[Work request] From the entries that follow, pick out all lines holding "face".

·····

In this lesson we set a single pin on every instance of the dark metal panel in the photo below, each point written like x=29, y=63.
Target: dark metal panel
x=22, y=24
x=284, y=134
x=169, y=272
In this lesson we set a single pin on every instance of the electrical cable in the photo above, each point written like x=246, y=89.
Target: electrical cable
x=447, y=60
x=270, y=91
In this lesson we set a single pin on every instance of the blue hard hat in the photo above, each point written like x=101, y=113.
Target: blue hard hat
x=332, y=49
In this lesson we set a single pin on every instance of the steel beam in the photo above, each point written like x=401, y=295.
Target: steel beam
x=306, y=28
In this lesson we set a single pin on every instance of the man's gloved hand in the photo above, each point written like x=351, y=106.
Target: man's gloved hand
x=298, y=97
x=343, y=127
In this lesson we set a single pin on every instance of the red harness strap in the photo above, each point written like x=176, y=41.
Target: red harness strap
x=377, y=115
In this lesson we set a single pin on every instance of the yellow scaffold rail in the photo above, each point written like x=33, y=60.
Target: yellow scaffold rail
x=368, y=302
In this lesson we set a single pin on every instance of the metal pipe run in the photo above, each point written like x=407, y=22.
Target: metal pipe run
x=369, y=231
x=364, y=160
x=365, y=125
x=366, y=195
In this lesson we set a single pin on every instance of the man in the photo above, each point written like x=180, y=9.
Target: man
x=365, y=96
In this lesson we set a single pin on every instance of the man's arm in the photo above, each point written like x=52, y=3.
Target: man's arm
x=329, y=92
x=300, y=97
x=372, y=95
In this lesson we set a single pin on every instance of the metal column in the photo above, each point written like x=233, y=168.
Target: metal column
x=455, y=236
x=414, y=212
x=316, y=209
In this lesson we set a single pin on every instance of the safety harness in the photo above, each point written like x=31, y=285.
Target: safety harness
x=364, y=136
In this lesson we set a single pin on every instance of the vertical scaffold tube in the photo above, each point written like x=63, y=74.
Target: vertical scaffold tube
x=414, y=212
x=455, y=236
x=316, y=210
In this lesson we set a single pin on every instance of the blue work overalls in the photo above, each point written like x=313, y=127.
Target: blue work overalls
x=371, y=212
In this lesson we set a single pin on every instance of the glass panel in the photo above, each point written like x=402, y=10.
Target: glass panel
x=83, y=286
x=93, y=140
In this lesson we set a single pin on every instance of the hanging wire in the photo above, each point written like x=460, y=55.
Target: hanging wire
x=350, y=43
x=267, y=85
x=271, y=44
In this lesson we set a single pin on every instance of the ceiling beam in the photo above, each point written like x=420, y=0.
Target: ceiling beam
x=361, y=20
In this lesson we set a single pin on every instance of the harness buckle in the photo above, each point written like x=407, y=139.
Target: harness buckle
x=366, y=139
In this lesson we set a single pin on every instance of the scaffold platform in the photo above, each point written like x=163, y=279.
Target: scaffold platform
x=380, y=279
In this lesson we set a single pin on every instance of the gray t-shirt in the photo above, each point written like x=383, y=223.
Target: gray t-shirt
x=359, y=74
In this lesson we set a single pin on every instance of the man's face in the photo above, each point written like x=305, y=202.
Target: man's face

·····

[Result of this task]
In this lesson we set a single pin on every instance of the man's face in the photo above, each point written like x=305, y=202.
Target: man's face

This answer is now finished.